The Rudd Government’s latest health blueprint is a well-intentioned but ultimately futile attempt to manage a system that has become the unwitting tool of our quest for immortality.
No matter how well the system is managed, it will remain unsustainable so long as we expect it to keep us alive way after we have passed our personal use-by date.
As we await the barrage of Baby Boomers to enter old age and demand access to the life-sustaining machines that go ‘beep’, we should draw inspiration from the 1970s classic Logan’s Run and accept death is part of the deal.
For those who weren’t around in the seventies (and you are my target audience here), Logan’s Run was a sci-fi classic (with a spin-off TV series) about an idyllic world where everyone was young, attractive and promiscuous - like Bondi, only in the 23rd century.
The only catch was that when you hit the age of 30 you were surplus to requirements, a drain on the resources of the State and you would be eradicated by the sandman.
When Logan hit D-Day he decided this was not such a good idea and took off, hence the run, into an unknown that only ended when he reached Peter Ustinov
I loved the show, although at the time I could never work out why Logan was the hero. Surely, he had played the game – and after all, 30 was seriously old!
I think of Logan when I think of the demographic wave that is about to hit our health system, the Baby Boomers who have spent their lives maximising welfare and minimising tax.

## DATA UNDER STUDY
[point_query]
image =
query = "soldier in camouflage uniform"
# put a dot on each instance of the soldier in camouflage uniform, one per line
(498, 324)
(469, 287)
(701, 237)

## TASK LIST
#1 Which three words does the opinion piece on health policy use to describe everyone in the world of Logan's Run?
#2 Condense the paragraph of the opinion piece on health policy that begins "For those who weren't around in the seventies" into a single shorter sentence that keeps its main facts.
#3 Proceed with the opinion piece on health policy from its final sentence, continuing in the same voice.

## RESPONSES PER TASK
#1 Young, attractive and promiscuous.

#2 Logan's Run was a 1970s sci-fi classic, with a spin-off TV series, set in an idyllic 23rd-century world where everyone was young, attractive and promiscuous.

#3
Now if you are a Boomer, please don’t take this personally, but on an abstract level you are about to become a massive drain on the rest of the society.
And it’s not just the pension, because of medical advances you are not going to have just a few years of lawn bowls: you are going to be around FOREVER.
And when your bodies start breaking down you are going to expect the health system to keep you alive. You will demand it deliver and, as has been the case for the rest of your existence, you will have the voting bloc to get the results you want.
Not content with heart surgery to unclog your arteries and quantum advances in the management of cancer, chances are the health system will be providing treatments that will keep you hanging on well into your second century.
And having frittered away your superannuation by the time you are eighty, every extra year will come straight out of social security and health budgets.
Don’t get me wrong – I don’t want you to die; I just think that the onus is on you to explain why we should keep you alive after your body has packed it in.
I think of my Nanna. She is 101 years old She is diabetic. Most of her stomach has been removed so she has to eight about 12 tiny meals each day. She is deaf. Most days she is miserable. She is not going anywhere.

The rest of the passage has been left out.